====== Extrait ======

Mon épouse est décédée il y a huit ans des suites d’une longue maladie. Depuis, je suis prostré chez moi. Récemment, un ami m’a dit “écoute, Henri, il faudrait que tu voies du monde, tu sais, que tu fasses des rencontres, tu sais, peut-être même que tu vois ce que je veux dire, hein ? haha, sacré Henri.” Je n’ai pas compris ce qu’il voulait dire, d’autant plus que je ne m’appelle pas Henri, mais je crois qu’il a raison : il est temps pour moi de me remettre en selle, comme aiment à le dire les cavaliers. Cependant, je ne sais comment m’y prendre. On ne danse plus de slows dans les boîtes de nuit, et mon Minitel refuse obstinément de s’allumer. Que faire ? Je ne sais pas.
Henri, Budapest

Cher Henri,
Votre question est mal posée. Vous dites mon épouse, comme s’il devait aller de soi que de nos jours, une relation soit forcément hétérosexuée. Et les droits des minorités, qu’en faites vous ? Rarement, je n’ai lu autant d’égocentrisme que dans votre question. Je ne vous félicite pas. Franchement. Dans quel monde on vit. Des choses pareilles. Et pourtant, croyez-moi, j’ai d’autant plus de compréhension pour votre situation que je l’ai moi-même vécue. A peu de choses près. Mon épouse n’était pas décédée, mais sortie acheter du pain, et ce n’était pas mon épouse, mais une vague connaissance, mais je sentais que quelque chose nous rapprochait irrémédiablement. Comme je suis bon prince, je vais répondre à votre question, mais c’est bien la dernière fois : Caramail, c’est pas mal, pour rencontrer.

Il ne savait pas en ouvrant la porte qu’il allait découvrir le secret du bonheur. La huitième va vous étonner !

Friday, January 2nd, 2015

– Bonjour, vous vous souvenez de ce que je vous avais dit, l’an dernier à pareille époque ?
– Pas très bien, je dois dire…
– Bonne année. Je vous avais dit bonne année. Et je vous avais souhaité joie, amour et bonheur.
– Ah, oui, ça me revient. Vous aviez ajouté “Et la santé ! Parce que c’est important, la santé !”

====== Données affichées ======

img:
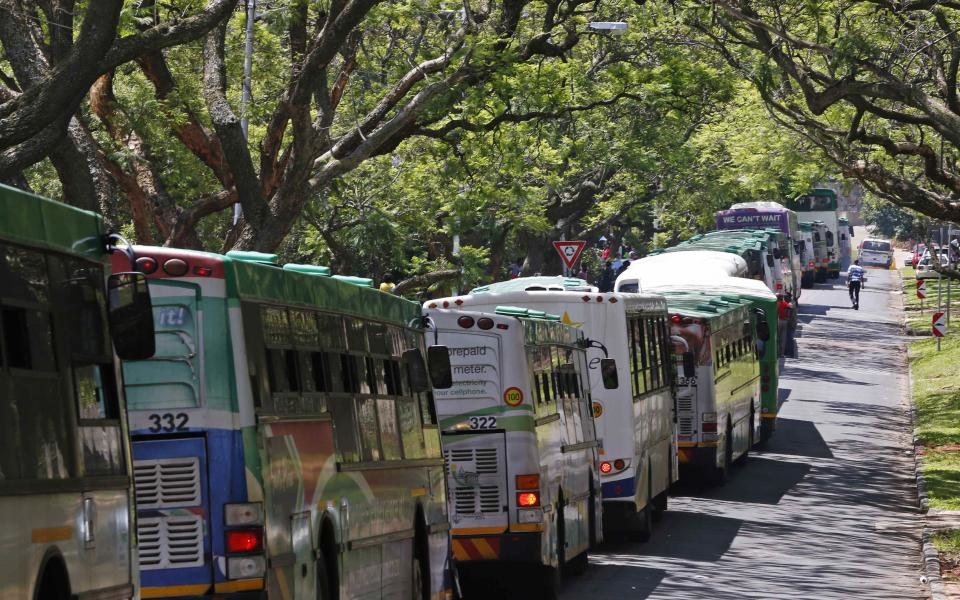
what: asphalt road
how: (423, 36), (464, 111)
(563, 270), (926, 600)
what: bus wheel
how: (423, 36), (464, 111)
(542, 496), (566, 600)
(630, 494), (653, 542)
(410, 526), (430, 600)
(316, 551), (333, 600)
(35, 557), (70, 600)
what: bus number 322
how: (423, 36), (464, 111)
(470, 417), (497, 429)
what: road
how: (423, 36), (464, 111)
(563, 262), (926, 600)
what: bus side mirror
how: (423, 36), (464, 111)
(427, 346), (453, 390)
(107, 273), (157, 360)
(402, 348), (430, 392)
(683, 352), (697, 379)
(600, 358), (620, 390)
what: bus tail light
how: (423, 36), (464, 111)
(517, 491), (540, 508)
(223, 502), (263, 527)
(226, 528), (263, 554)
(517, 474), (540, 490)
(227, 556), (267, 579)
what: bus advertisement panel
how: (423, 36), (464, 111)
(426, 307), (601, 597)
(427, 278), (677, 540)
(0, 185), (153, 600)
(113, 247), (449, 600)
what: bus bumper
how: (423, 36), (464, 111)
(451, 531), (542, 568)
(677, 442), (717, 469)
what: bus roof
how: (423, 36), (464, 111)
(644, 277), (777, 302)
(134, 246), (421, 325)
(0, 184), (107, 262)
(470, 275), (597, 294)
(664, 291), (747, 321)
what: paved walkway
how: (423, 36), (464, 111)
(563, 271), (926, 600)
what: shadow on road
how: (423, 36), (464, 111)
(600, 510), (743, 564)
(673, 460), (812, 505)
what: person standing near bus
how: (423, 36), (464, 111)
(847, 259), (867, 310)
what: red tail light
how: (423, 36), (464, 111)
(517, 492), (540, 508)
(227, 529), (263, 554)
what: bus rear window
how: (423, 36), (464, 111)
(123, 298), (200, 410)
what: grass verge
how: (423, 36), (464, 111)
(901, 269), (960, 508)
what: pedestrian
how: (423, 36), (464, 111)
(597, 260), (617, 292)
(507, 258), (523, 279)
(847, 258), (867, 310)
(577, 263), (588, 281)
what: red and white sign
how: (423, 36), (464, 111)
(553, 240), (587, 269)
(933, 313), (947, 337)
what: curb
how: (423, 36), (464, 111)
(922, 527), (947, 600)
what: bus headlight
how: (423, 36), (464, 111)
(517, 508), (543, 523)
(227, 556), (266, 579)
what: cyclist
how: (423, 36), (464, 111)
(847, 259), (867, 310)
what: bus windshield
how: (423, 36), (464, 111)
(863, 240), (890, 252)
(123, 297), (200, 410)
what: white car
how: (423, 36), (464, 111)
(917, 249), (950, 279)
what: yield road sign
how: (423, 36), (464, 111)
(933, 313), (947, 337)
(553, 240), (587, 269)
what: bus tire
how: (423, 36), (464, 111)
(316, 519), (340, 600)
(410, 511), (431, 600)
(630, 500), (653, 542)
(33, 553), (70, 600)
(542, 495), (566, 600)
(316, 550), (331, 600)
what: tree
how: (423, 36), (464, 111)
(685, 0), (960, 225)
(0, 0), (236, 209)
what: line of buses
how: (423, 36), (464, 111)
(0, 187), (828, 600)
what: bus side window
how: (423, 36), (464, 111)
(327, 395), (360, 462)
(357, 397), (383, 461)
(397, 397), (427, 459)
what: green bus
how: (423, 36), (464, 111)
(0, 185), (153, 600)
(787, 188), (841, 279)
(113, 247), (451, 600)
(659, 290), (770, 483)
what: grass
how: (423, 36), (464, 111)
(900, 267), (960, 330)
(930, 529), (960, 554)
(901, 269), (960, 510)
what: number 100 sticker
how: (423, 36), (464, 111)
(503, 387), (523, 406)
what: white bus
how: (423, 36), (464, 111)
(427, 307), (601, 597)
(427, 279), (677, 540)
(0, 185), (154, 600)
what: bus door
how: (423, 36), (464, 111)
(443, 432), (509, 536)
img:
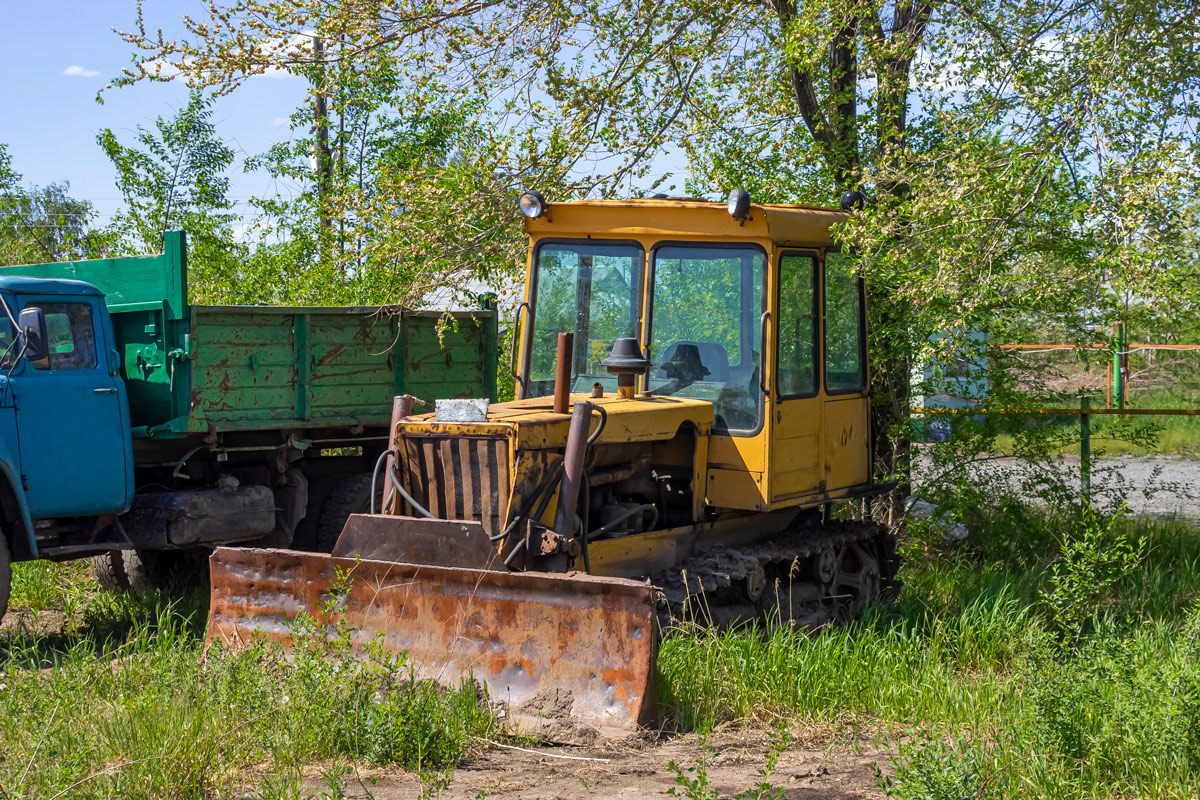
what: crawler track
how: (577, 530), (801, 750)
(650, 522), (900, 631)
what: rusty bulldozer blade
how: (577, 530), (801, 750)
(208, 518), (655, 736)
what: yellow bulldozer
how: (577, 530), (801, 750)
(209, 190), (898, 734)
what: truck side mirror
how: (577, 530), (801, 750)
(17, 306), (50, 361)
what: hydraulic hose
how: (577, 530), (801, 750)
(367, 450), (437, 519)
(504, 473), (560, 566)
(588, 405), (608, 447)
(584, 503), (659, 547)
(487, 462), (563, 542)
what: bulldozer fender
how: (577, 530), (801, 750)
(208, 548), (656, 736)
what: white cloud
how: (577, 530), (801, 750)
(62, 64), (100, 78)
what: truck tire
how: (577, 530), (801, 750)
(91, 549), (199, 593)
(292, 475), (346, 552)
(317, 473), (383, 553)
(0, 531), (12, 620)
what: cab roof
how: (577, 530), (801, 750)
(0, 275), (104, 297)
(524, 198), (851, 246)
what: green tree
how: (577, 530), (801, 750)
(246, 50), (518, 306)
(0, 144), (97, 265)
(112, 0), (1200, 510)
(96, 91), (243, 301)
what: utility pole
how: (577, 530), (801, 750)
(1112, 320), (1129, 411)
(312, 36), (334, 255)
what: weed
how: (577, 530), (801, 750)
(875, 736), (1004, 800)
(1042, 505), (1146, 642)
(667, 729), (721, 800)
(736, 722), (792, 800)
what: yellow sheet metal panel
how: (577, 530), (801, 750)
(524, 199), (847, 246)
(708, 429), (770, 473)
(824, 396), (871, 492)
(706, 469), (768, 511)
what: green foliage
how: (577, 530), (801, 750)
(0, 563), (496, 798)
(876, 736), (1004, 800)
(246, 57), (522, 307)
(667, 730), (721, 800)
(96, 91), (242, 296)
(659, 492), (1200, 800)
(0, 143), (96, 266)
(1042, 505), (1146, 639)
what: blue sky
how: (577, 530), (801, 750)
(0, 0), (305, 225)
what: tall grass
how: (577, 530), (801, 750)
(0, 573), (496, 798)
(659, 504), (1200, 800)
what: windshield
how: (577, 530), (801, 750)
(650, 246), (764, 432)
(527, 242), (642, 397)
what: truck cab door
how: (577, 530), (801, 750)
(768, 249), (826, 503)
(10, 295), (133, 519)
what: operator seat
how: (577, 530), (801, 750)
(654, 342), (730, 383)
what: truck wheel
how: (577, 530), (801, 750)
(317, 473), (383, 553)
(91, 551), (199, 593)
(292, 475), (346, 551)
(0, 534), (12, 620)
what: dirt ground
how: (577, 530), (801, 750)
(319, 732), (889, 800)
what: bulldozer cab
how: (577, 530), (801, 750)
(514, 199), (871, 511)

======
====== Données affichées ======

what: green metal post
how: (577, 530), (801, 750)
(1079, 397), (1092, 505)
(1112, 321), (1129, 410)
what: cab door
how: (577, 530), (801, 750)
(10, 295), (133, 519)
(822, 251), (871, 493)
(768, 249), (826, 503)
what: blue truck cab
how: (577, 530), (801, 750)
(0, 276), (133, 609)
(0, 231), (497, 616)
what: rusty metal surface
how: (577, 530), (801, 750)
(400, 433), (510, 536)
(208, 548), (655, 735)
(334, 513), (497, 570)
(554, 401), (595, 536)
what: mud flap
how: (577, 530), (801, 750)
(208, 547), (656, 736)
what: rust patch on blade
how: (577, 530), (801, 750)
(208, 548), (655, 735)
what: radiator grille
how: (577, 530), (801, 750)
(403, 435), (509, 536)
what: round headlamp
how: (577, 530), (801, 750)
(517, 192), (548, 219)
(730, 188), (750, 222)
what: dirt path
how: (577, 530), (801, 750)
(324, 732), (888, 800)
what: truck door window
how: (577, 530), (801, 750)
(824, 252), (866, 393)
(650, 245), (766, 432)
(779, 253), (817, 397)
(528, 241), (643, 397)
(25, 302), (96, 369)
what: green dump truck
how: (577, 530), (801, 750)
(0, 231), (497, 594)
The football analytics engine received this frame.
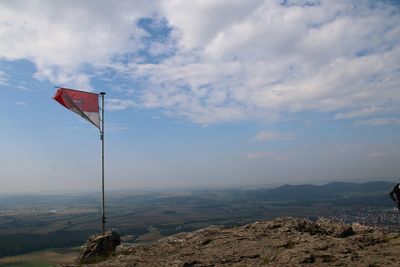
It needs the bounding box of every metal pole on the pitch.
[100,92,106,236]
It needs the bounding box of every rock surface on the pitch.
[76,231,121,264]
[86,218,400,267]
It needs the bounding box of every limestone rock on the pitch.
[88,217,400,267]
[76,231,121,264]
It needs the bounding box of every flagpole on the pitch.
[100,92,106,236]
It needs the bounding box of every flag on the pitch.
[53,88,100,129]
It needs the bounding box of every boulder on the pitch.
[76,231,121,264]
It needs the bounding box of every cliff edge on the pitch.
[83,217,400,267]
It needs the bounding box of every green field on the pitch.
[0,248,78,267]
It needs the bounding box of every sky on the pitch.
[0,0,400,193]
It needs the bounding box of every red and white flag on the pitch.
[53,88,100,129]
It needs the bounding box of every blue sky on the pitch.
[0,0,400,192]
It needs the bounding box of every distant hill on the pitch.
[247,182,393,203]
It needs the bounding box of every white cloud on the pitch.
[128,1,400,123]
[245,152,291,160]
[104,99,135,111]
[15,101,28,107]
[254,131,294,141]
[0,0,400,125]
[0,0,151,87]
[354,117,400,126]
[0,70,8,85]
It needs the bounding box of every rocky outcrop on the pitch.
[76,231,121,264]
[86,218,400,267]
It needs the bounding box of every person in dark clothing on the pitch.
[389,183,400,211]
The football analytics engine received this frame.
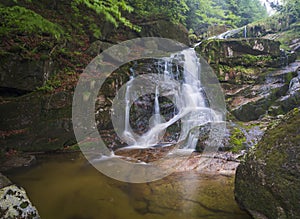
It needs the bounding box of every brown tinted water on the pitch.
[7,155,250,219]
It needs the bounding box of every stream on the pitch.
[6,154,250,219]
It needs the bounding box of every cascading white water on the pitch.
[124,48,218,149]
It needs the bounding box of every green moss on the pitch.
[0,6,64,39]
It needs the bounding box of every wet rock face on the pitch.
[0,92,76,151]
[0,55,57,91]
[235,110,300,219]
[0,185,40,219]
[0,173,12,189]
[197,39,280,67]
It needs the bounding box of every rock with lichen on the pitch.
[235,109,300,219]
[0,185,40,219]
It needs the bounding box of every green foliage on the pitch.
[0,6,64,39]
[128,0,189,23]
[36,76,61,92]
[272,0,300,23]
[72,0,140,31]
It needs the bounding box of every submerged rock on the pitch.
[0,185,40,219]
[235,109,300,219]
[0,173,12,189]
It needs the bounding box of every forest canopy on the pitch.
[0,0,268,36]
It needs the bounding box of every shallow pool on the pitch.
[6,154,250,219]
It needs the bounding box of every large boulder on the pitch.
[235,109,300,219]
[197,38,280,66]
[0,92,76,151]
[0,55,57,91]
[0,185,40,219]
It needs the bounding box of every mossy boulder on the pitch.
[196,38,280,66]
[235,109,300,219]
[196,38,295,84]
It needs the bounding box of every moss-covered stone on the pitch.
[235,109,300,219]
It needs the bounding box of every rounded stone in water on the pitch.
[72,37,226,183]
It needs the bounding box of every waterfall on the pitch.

======
====== Données affichées ======

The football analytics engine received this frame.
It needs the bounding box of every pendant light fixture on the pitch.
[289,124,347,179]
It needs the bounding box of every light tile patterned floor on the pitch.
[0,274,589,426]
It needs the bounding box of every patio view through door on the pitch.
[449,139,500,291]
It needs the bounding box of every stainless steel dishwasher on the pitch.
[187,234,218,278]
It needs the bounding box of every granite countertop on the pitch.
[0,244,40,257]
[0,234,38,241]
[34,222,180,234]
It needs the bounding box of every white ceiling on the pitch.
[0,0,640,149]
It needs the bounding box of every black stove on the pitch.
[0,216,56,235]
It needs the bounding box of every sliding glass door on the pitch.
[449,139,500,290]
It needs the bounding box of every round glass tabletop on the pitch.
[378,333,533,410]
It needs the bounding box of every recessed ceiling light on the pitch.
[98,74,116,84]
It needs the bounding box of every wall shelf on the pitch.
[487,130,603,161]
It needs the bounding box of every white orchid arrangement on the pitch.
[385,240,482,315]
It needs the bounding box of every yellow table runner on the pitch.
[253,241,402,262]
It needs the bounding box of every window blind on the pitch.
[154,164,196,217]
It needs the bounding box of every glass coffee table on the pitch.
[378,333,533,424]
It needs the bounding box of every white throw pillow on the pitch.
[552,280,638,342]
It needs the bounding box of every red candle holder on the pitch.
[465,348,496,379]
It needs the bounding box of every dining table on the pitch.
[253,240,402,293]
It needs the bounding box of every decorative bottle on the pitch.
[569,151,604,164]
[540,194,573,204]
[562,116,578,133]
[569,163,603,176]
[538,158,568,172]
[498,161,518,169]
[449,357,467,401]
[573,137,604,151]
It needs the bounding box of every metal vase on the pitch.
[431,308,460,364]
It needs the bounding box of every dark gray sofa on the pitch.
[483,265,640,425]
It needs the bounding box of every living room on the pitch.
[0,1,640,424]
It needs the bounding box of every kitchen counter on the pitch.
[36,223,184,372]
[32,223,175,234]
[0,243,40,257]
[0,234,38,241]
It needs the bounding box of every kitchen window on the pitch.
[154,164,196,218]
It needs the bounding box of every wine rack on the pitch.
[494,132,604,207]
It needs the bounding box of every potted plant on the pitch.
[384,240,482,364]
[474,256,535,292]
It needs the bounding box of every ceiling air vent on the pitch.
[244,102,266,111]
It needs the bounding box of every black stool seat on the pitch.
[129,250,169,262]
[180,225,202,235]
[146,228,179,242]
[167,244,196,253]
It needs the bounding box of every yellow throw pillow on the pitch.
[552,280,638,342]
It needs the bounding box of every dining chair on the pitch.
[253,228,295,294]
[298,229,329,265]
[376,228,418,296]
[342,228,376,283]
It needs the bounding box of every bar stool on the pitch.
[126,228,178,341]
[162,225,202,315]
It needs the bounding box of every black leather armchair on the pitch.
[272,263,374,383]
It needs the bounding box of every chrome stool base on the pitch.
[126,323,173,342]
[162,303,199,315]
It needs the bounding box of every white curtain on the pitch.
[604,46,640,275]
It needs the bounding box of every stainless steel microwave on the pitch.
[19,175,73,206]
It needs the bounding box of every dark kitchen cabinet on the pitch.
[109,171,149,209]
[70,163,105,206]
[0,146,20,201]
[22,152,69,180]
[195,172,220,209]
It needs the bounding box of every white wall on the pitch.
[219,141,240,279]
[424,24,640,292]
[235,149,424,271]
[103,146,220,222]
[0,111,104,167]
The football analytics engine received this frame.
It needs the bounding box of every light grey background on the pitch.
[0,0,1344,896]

======

Consignes.
1. Mettez à jour le passage de l'extrait qui commence aux mots « Henri, Budapest » et se termine après « mal, pour rencontrer. » en y remplaçant « Caramail » par « Meetic ».
2. Dans le dialogue final de l'extrait, relevez tout ce que le premier interlocuteur avait souhaité l'an dernier, y compris le souhait ajouté que l'autre lui rappelle.

Réponses.
1.
Henri, Budapest

Cher Henri,
Votre question est mal posée. Vous dites mon épouse, comme s’il devait aller de soi que de nos jours, une relation soit forcément hétérosexuée. Et les droits des minorités, qu’en faites vous ? Rarement, je n’ai lu autant d’égocentrisme que dans votre question. Je ne vous félicite pas. Franchement. Dans quel monde on vit. Des choses pareilles. Et pourtant, croyez-moi, j’ai d’autant plus de compréhension pour votre situation que je l’ai moi-même vécue. A peu de choses près. Mon épouse n’était pas décédée, mais sortie acheter du pain, et ce n’était pas mon épouse, mais une vague connaissance, mais je sentais que quelque chose nous rapprochait irrémédiablement. Comme je suis bon prince, je vais répondre à votre question, mais c’est bien la dernière fois : Meetic, c’est pas mal, pour rencontrer.

2. La joie, l'amour, le bonheur et la santé.